[Opening Data for review section]

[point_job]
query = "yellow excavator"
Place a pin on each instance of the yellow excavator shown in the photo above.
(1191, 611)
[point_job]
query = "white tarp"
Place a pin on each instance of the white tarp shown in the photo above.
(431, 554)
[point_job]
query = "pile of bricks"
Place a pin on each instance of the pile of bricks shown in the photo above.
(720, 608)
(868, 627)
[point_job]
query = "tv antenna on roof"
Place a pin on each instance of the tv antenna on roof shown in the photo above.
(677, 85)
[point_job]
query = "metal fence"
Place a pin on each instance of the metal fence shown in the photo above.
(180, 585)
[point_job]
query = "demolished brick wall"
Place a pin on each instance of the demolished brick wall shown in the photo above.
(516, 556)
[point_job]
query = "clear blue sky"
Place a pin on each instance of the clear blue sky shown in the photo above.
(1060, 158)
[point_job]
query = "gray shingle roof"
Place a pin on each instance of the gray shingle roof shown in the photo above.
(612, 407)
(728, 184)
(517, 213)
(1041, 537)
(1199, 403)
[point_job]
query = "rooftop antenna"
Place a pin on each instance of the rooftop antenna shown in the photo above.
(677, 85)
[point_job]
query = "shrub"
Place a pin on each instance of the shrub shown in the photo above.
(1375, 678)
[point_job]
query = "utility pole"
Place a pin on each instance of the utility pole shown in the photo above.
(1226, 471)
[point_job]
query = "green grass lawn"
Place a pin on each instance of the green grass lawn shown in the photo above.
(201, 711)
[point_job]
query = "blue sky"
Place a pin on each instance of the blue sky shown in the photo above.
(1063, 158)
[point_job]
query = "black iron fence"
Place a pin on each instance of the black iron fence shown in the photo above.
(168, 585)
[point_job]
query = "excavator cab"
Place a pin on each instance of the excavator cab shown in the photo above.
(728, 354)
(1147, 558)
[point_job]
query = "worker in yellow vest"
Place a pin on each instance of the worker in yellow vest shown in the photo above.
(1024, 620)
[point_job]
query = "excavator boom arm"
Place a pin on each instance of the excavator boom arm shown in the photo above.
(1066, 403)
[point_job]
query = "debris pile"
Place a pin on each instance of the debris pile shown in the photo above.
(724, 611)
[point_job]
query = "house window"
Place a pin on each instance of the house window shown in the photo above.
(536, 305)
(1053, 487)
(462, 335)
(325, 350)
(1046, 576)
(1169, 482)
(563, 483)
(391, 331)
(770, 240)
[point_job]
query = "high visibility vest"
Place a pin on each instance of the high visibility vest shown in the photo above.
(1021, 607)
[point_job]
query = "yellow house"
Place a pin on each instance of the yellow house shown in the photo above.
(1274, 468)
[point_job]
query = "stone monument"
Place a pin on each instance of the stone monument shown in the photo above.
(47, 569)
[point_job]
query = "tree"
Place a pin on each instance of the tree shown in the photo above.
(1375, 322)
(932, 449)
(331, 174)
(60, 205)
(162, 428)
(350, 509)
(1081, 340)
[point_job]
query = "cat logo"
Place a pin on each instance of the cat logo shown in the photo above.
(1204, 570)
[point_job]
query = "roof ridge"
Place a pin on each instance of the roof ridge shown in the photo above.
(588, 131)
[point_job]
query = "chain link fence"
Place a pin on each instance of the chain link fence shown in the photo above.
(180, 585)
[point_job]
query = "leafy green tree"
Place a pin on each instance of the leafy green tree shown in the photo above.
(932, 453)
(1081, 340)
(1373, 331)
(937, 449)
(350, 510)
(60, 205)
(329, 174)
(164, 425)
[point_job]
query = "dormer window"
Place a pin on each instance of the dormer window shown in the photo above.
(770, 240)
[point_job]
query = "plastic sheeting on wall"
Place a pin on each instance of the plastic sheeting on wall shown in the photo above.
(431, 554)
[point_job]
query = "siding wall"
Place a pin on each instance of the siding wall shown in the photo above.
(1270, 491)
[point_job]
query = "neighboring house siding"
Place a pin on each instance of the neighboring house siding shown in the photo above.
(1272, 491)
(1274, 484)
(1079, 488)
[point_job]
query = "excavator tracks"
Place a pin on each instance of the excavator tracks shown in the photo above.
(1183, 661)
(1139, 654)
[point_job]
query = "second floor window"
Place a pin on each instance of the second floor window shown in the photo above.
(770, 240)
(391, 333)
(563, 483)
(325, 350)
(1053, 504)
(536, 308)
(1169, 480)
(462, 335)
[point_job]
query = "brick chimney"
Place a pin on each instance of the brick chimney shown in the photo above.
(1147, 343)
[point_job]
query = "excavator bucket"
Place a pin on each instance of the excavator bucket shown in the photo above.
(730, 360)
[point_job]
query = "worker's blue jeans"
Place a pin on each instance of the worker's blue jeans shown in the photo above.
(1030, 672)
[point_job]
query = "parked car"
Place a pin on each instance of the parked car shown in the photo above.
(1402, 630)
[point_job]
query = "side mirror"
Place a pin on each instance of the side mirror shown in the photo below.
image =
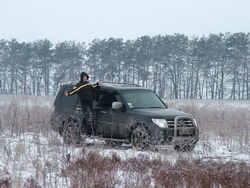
(116, 105)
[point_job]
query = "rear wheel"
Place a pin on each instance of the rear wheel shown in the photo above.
(140, 137)
(71, 132)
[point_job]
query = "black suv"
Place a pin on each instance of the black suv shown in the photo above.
(125, 114)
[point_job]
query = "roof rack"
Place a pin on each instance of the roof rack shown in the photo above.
(119, 84)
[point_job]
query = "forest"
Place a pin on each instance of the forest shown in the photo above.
(174, 66)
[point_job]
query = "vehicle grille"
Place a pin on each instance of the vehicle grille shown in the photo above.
(181, 122)
(185, 127)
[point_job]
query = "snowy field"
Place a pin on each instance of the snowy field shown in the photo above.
(31, 155)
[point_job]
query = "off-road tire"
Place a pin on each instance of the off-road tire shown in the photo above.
(140, 137)
(71, 131)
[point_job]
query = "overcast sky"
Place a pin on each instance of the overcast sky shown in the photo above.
(85, 20)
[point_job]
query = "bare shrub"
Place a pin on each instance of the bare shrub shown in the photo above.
(21, 114)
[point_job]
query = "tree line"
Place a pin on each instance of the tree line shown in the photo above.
(174, 66)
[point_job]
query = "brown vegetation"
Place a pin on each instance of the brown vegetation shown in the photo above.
(92, 169)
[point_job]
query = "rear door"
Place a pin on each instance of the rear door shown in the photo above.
(110, 123)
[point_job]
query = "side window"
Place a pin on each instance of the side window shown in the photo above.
(106, 98)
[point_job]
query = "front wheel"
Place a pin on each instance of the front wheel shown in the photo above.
(140, 138)
(71, 132)
(184, 147)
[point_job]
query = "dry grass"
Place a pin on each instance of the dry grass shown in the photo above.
(22, 114)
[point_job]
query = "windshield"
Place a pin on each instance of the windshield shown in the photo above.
(142, 99)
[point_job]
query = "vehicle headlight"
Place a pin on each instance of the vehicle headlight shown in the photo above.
(161, 123)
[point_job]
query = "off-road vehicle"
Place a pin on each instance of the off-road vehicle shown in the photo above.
(123, 113)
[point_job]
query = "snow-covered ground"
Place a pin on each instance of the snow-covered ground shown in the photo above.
(42, 154)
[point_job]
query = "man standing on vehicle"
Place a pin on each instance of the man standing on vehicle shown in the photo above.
(84, 89)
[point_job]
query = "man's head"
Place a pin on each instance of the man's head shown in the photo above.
(84, 76)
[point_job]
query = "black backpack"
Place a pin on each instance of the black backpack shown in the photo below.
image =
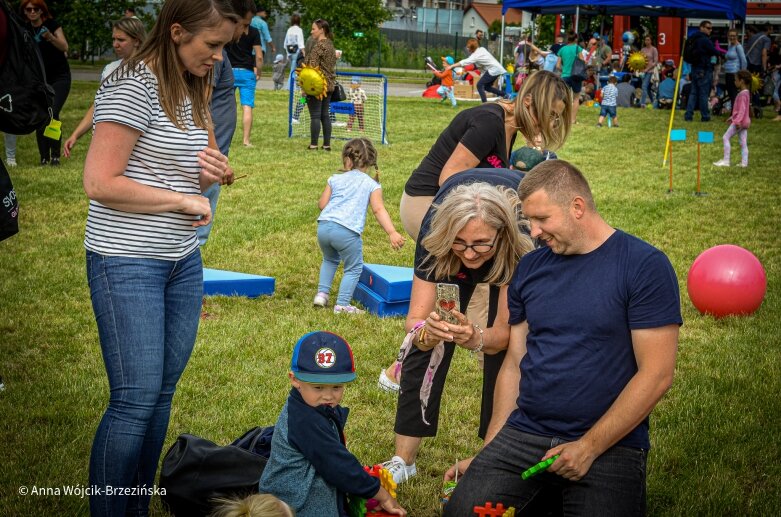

[Closing Data for review section]

_About this exercise_
Print out all the material word for word but exclude any images.

_Output_
[point_job]
query = "yellow excavator"
Place a pin on each instance of the yellow excavator shown in the photo above.
(1191, 611)
[point_job]
query = "white tarp"
Place a pin on each instance of the white tarp shown in the photo above.
(431, 554)
[point_job]
query = "pile of bricks"
Place a pin on each instance of the pile of bricks shown in the photo above.
(720, 608)
(868, 627)
[point_job]
query = "tv antenna on roof"
Place a pin on each instance of the tv antenna on roof shown in the photo above.
(677, 85)
[point_job]
query = "metal fence"
Place a pin on each instance of the metal fence shown in the photo above.
(180, 585)
[point_job]
query = "demolished brick wall"
Place a pin on each instance of the demolished brick wall shown in the photo above.
(516, 556)
[point_job]
query = "clear blue sky"
Place a pin on each instance of the clear blue sky shown in the photo above.
(1060, 158)
[point_job]
query = "gray shingle roof"
Place a pin on each instance of the gray shingle roof shown in the photo above.
(612, 407)
(728, 184)
(517, 213)
(1041, 537)
(1199, 403)
[point_job]
query = "rooftop antenna"
Place a pin on each instance of the rooftop antenna shown in the photo above.
(677, 85)
[point_job]
query = "shrub"
Place a pin on each instance of the shrub shown in the photo above.
(1375, 678)
[point_job]
query = "utility pole"
Place a pin on each instance of the utility pole shown in the photo above.
(1226, 471)
[point_job]
query = "green grass lawn"
Place a pin on each instance of the green grass lawn shown in the photo above.
(201, 711)
[point_job]
query = "blue sky"
Place a pin on each instance of the blue sky shown in the photo above.
(1063, 158)
[point_job]
query = "black iron fence"
Place a pin on each instance of the black iron fence shown in the photo above.
(168, 585)
[point_job]
query = "excavator cab"
Place a pin on each instance of the excavator cab shown in the photo above.
(728, 354)
(1147, 558)
[point_job]
query = "worker in yellow vest"
Place a pin on each instance of the worker in yellow vest shown in the photo above.
(1024, 620)
[point_job]
query = "excavator boom arm"
Place a pin on each instance of the excavator boom arm shown in the photo above.
(1066, 403)
[point_job]
query = "debris pile"
Place a pin on each instance of the debris pile shown in the photo above.
(724, 611)
[point_job]
query = "house window"
Place a pin on each instance of the house window shown in the photo above.
(536, 305)
(1053, 487)
(462, 335)
(325, 350)
(1046, 576)
(1169, 482)
(563, 483)
(391, 331)
(770, 240)
[point_job]
query = "high visibility vest"
Place a pin on each instance of the high visibility vest shown in the photo above.
(1021, 607)
[point_job]
query = "yellow house"
Place a pin on each instance of the yellow house shown in the photo above.
(1274, 468)
[point_job]
query = "stone monument"
Place a pin on each instance of the stone monument shown in the photo above.
(47, 569)
[point_job]
query = "tree"
Place a pin on each instance of the tree shown in the photo above.
(1375, 322)
(932, 449)
(331, 174)
(60, 205)
(162, 428)
(350, 509)
(1081, 340)
[point_job]
query = "cat logo"
Place a pin on each instance of the cat logo shown in the photo above.
(1204, 570)
[point_job]
query = "roof ridge"
Place a pin on each instance of the roof ridge shown in the photo above.
(588, 131)
[point_job]
query = "chain link fence"
Place a pin on each instance of the chain link fence shown in the photo above.
(180, 585)
[point_job]
query = "leafy green tree"
Place a pin on each instance of the leafy green tree shown in the photo above.
(932, 453)
(1081, 340)
(1373, 331)
(937, 449)
(350, 510)
(60, 205)
(329, 174)
(164, 425)
[point_job]
query = "dormer window"
Place a pin on each instance of the dormer window shown in the photo above.
(770, 240)
[point_job]
query = "plastic sheeting on wall"
Place a pin on each instance of the plastic sheeting on wall shown in the photo above.
(431, 554)
[point_job]
query = "siding wall"
Place a pin on each instance of the siding wall shown in the photo above.
(1270, 491)
[point_job]
query = "neighboring house siding"
Place a pin on each instance of the neighboring house siding shown in the photo above.
(1272, 491)
(1274, 484)
(1079, 488)
[point_job]
query = "excavator tracks"
Place a pin on each instance of the excavator tracks shown in the photo above.
(1183, 661)
(1139, 654)
[point_job]
query = "second floor window"
Place a pin on each instance of the second floor window shown in the photo above.
(770, 240)
(391, 333)
(563, 483)
(325, 350)
(1053, 504)
(536, 308)
(1169, 480)
(462, 335)
[point_job]
query = "brick chimney"
Place a pin on each instance of the brick chimney shown in the photo above.
(1147, 343)
[point_job]
query = "excavator bucket"
Place a pin on each instance of the excavator bucket shown in the photo above.
(730, 360)
[point_job]
query = "worker's blue jeans"
Place a pin on each instance of the worker's blue jeans shown in the photo above.
(1030, 672)
[point_job]
query = "parked car"
Place a pin on each instance of the parked car shown in the photo above.
(1402, 630)
[point_job]
query = "side mirror"
Place a pin on each instance of the side mirror shown in the photo below.
image =
(116, 105)
[point_job]
query = "rear wheel"
Place a pin on each instance of the rear wheel shown in the photo above.
(140, 137)
(71, 132)
[point_job]
query = "black suv"
Place a pin on each instance of the black suv shown in the photo above.
(125, 114)
[point_job]
query = "roof rack"
Place a pin on each instance of the roof rack shown in the photo above.
(119, 84)
[point_job]
query = "forest"
Place a pin on each instance of the forest shown in the photo above.
(174, 66)
[point_job]
query = "vehicle grille"
Place a pin on each instance of the vehicle grille shown in the photo above.
(181, 122)
(185, 127)
[point_job]
query = "snowy field"
Place a pin on each instance of the snowy field shown in the photo above.
(31, 155)
[point_job]
query = "off-road tire"
Place a pin on each instance of the off-road tire shown in the photo above.
(140, 137)
(71, 131)
[point_job]
query = "overcast sky"
Place a pin on each instance of the overcast sky shown in the photo above.
(85, 20)
[point_job]
query = "bare shrub"
Place a pin on each instance of the bare shrub shown in the photo above.
(21, 114)
[point_job]
query = "tree line"
Place a pin on each instance of the tree line shown in the photo above.
(174, 66)
[point_job]
query = "brown vegetation"
Place a pin on each instance of the brown vegetation shown in the photo above.
(92, 169)
[point_job]
query = "rear door"
Place a pin on each instance of the rear door shown in the photo above.
(110, 123)
[point_job]
query = "side window"
Place a pin on each instance of the side window shown in the photo above.
(106, 98)
[point_job]
query = "front wheel"
Place a pin on each instance of the front wheel shown in the photo above.
(140, 138)
(71, 132)
(184, 147)
[point_job]
query = "dry grass"
Place a pin on each instance of the dry grass shown in the photo above.
(22, 114)
[point_job]
query = "windshield"
Place a pin on each instance of the windshield shown in the photo above.
(142, 99)
[point_job]
query = "vehicle headlight"
Place a pin on each instance of the vehicle headlight shown in the photo above.
(161, 123)
[point_job]
query = "off-road vehicle"
Place a pin on each instance of the off-road vehicle shown in the photo above.
(123, 113)
[point_job]
query = "snow-covered ground"
Place a pin on each instance of the snow-covered ground shown in the photo above.
(42, 154)
[point_job]
query = "man standing on vehicle"
Place a pin on each instance of the man standing on vehicle shown in the photo above.
(84, 89)
[point_job]
query = "man's head"
Place a pin on each instance of the man's head shown in the photo above.
(84, 76)
[point_job]
query = "black backpack"
Place a pin on each instance of the black backpack shown in the photo below.
image =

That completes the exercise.